Where the data below shows a picture, leave that picture out and copy the rest exactly.

++++ Listed records

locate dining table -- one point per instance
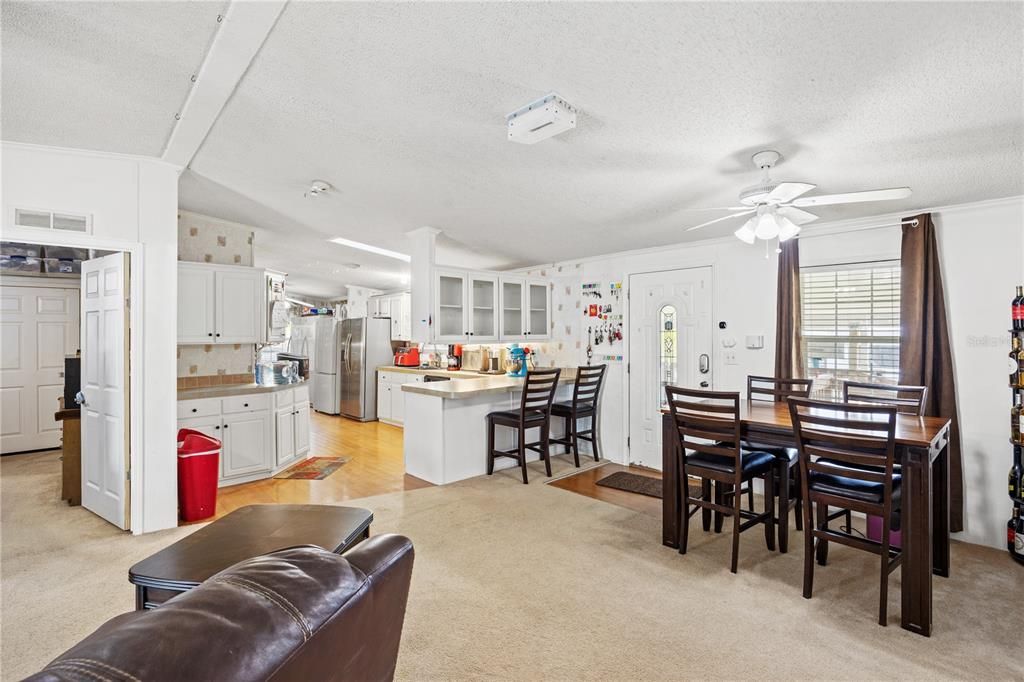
(922, 449)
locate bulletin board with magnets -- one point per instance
(602, 311)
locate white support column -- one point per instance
(423, 243)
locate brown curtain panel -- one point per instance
(788, 348)
(925, 354)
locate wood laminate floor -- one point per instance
(375, 466)
(585, 483)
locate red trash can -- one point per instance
(199, 468)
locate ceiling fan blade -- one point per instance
(855, 197)
(719, 208)
(798, 216)
(786, 192)
(725, 217)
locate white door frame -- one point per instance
(136, 253)
(627, 324)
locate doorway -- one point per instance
(670, 344)
(65, 337)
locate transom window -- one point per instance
(850, 327)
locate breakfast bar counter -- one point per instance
(445, 430)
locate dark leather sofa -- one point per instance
(299, 613)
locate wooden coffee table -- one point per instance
(245, 533)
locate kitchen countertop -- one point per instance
(232, 389)
(458, 389)
(435, 372)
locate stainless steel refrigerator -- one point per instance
(366, 344)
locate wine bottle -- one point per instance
(1012, 530)
(1014, 479)
(1015, 420)
(1015, 363)
(1018, 309)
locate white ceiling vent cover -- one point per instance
(545, 118)
(52, 220)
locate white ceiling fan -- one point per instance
(777, 206)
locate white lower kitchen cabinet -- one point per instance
(390, 399)
(260, 433)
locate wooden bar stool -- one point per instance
(535, 412)
(709, 427)
(585, 403)
(775, 389)
(847, 458)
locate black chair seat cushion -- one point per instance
(862, 491)
(512, 416)
(565, 409)
(752, 464)
(778, 452)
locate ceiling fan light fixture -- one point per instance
(745, 232)
(767, 226)
(787, 229)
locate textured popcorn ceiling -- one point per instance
(107, 76)
(401, 105)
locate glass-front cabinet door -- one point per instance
(482, 307)
(539, 309)
(450, 305)
(513, 323)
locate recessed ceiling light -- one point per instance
(316, 188)
(372, 249)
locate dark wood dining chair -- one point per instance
(847, 458)
(908, 399)
(535, 412)
(776, 389)
(585, 403)
(709, 428)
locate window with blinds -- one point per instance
(850, 326)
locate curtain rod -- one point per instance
(913, 222)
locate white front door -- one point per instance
(670, 344)
(104, 387)
(38, 327)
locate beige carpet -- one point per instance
(529, 583)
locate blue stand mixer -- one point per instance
(517, 356)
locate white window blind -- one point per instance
(850, 328)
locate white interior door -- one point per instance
(104, 387)
(670, 344)
(38, 327)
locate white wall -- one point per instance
(982, 252)
(133, 203)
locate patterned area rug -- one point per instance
(624, 480)
(315, 468)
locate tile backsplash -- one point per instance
(206, 240)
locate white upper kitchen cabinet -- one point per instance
(538, 306)
(220, 304)
(512, 320)
(196, 295)
(450, 306)
(238, 305)
(482, 307)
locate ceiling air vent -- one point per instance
(51, 220)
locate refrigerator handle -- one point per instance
(348, 353)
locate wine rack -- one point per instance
(1015, 526)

++++++++

• _Answer to this exercise_
locate dining table -- one point per instance
(922, 449)
locate bulletin board with magnets -- one point per instance
(602, 311)
locate white support column -- one point per instance
(423, 243)
locate brown curtain panel -- one point per instance
(788, 348)
(925, 354)
locate wood laminate floor -- one point per instance
(375, 466)
(585, 483)
locate red trash can -- one point per instance
(199, 468)
locate ceiling fan blade -- one point per instance
(855, 197)
(719, 208)
(798, 216)
(786, 192)
(725, 217)
locate white door frame -- one point per instance
(136, 253)
(627, 324)
locate doorway -- one point per instance
(670, 344)
(65, 337)
locate transom window -- one point per instance
(850, 327)
locate breakfast bar counter -- one point per instance
(445, 430)
locate dark leather sofa -- one point per instance
(299, 613)
locate wooden coffee table -- one point per instance
(245, 533)
locate kitchen countertop -- one point per instance
(232, 389)
(458, 389)
(435, 372)
locate stainless steel refrigerator -- one point per instance
(366, 344)
locate wine bottle -- one point per instance
(1012, 530)
(1014, 479)
(1015, 420)
(1015, 363)
(1018, 309)
locate white ceiling vent cover -- one point per instance
(545, 118)
(52, 220)
locate white ceiling fan -- one point per instance
(777, 206)
locate white lower kitchen cabinet -- one point per instance
(390, 399)
(260, 433)
locate wooden bar stool -- one point per instance
(535, 412)
(709, 427)
(585, 403)
(775, 389)
(847, 458)
locate black chair seat cushion -- one point per instance
(862, 491)
(512, 416)
(565, 409)
(752, 464)
(778, 452)
locate ceiling fan light fixture -- one point per instance
(745, 232)
(767, 226)
(787, 229)
locate textured popcorn ceiling -- one point per instance
(107, 76)
(401, 105)
locate glass-front cabinet door -- one point per instance
(482, 307)
(539, 309)
(450, 305)
(513, 323)
locate recessed ceiling light -- one point per instance
(316, 188)
(372, 249)
locate dark wood dining chair -- one point per instance
(847, 458)
(908, 399)
(535, 412)
(776, 389)
(585, 403)
(709, 428)
locate window with blinds -- one point per instance
(850, 326)
locate curtain rod -- one point per instance
(913, 222)
locate white front door -- one point per instance
(670, 344)
(104, 387)
(38, 327)
locate beige carpet -- one point per instance
(529, 583)
locate blue stand mixer -- one point per instance
(517, 356)
locate white window blind -- one point per instance
(850, 328)
locate white interior door -- one point per instance
(104, 387)
(670, 344)
(38, 327)
locate white wall -- one point per instance
(982, 252)
(133, 203)
locate patterned area rug -- one point per instance
(624, 480)
(315, 468)
locate tile backsplash -- one point per instance
(206, 240)
locate white upper kitchen cabinet -- one point per instance
(538, 306)
(220, 304)
(512, 320)
(196, 295)
(450, 306)
(238, 305)
(482, 307)
locate ceiling air vent -- one point per instance
(51, 220)
locate refrigerator handle -- one point per instance
(348, 353)
locate wine rack -- one point per instance
(1015, 526)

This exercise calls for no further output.